**Problems to work on:**
1. In the passage on Nigerian state governors for 2011–2015, when did the delayed elections in Bauchi and Kaduna take place?
2. Carry on the passage about Nigeria's 2011–2015 state governors, starting after its final sentence.

The Nigerian state governors 2011–2015 term formally begins in May 2011 for the 26 state Governors in Nigeria elected in April 2011. In the 10 other states, elections were delayed until the current incumbent had served their full term.
Governors are normally elected for a four-year term during the national elections in which the President and members of the upper and lower house are also elected, as are the state legislators. In some cases, the first officeholder may be replaced by another, for example through death, impeachment or if an election is annulled.

April 2011 elections

Elections for 24 of the 36 states in Nigeria were held on 26 April 2011.
In the northern states, elections were held in an atmosphere of violence that followed the election on 16 April 2011 of the southerner Goodluck Jonathan as President.
Elections were delayed until 28 April in Bauchi and Kaduna states due to violence between Christians and Muslims. Turnout in these states was low when the elections were held.

**Record excerpts:**
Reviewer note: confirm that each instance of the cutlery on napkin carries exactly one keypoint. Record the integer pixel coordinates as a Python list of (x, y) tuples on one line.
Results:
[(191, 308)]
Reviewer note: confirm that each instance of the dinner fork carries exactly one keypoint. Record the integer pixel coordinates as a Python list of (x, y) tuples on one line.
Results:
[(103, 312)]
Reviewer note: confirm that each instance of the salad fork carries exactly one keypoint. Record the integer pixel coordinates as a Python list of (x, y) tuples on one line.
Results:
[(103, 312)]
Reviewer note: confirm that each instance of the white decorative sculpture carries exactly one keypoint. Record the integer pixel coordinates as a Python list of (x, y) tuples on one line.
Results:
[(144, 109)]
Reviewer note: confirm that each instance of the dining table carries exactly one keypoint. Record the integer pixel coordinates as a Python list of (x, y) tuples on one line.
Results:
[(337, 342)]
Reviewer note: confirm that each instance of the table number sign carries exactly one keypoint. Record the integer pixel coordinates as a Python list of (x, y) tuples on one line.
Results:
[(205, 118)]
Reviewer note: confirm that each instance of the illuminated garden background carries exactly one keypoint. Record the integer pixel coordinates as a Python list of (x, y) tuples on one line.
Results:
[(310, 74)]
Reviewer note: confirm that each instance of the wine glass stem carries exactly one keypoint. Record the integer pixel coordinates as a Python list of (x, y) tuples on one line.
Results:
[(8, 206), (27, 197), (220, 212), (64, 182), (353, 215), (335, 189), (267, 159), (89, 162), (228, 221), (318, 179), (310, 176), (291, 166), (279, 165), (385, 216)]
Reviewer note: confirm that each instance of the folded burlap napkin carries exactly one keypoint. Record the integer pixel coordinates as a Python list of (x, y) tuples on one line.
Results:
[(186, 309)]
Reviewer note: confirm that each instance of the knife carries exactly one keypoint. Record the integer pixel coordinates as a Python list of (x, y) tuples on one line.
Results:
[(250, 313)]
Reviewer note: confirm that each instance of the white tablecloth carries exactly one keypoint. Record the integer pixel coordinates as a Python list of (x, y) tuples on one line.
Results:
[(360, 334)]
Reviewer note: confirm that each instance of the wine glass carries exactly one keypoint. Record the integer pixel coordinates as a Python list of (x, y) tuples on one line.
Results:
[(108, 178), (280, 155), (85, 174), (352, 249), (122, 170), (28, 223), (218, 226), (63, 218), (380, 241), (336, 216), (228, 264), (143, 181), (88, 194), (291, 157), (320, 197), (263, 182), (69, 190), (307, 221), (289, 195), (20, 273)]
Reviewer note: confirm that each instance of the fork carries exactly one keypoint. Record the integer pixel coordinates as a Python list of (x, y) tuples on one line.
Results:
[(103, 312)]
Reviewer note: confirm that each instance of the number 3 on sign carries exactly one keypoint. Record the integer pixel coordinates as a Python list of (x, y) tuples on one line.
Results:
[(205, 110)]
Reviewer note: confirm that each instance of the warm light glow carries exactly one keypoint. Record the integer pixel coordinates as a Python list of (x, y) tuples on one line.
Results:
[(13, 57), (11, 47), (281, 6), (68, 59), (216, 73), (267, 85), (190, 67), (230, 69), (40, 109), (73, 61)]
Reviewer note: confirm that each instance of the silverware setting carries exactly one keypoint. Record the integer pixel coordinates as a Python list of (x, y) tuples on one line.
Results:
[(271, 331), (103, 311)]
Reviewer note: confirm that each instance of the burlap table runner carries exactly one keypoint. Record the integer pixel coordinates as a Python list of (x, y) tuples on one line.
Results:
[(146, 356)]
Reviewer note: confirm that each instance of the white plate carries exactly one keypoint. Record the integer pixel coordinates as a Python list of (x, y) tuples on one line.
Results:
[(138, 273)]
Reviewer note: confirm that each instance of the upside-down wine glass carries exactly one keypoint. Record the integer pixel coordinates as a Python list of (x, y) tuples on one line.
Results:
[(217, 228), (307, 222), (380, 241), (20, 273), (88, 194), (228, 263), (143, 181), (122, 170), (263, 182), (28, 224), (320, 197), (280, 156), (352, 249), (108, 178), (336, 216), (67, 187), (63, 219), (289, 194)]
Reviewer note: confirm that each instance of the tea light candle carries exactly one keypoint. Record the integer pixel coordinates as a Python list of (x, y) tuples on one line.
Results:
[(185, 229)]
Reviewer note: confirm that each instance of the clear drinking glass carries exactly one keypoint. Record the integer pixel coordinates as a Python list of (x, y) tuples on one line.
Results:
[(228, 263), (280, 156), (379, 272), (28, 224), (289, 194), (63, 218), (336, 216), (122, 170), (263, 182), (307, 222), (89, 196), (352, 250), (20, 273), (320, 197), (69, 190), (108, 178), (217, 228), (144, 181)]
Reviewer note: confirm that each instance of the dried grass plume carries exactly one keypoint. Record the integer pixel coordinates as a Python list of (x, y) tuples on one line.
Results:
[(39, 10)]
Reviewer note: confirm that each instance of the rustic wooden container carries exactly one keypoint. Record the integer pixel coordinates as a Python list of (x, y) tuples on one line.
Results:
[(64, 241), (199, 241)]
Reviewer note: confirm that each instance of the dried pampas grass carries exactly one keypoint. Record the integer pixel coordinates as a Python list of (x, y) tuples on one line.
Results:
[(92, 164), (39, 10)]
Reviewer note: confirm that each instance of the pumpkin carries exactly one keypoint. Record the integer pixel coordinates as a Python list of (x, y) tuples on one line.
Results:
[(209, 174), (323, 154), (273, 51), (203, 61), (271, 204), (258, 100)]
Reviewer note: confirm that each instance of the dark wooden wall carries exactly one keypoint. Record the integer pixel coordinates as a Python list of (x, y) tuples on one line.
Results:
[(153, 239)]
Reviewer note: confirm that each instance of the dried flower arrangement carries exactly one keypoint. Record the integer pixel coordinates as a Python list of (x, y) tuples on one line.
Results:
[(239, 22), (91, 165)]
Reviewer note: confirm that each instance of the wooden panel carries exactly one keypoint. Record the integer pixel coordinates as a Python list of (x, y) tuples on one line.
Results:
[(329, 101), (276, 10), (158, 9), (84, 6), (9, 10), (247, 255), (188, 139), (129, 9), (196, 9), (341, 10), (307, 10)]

**Per-task answers:**
1. 28 April

2.
Initial results for 12 states were announced on 28 April 2011, with seven governors being reelected and five governors elected for the first time.
Later that day, results for 22 of the states had been declared, of which the People's Democratic Party (PDP) had taken 15.
The Independent National Electoral Commission (INEC) declared the election in Imo State "inconclusive" due to irregularities in collation of results.
On 29 April the INEC decided to hold supplementary polls in four local government areas and one ward in Imo State on 6 May 2011 to decide the election.

Elections for the 10 remaining states were to be held only when the four-year tenures of the current governors run out. The governors of Adamawa, Anambra, Bayelsa, Cross River, Edo, Ekiti, Kogi, Ondo, Osun and Sokoto states had served less than four years due to taking office only after nullification of the election of former incumbents.

Later changes

Governors
As of 28 May 2011, the breakdown of Governors by party in 36 states was:
 
Following is a list of all Nigerian state governors who held office during the 2011–2015 term. Acting governors are not shown.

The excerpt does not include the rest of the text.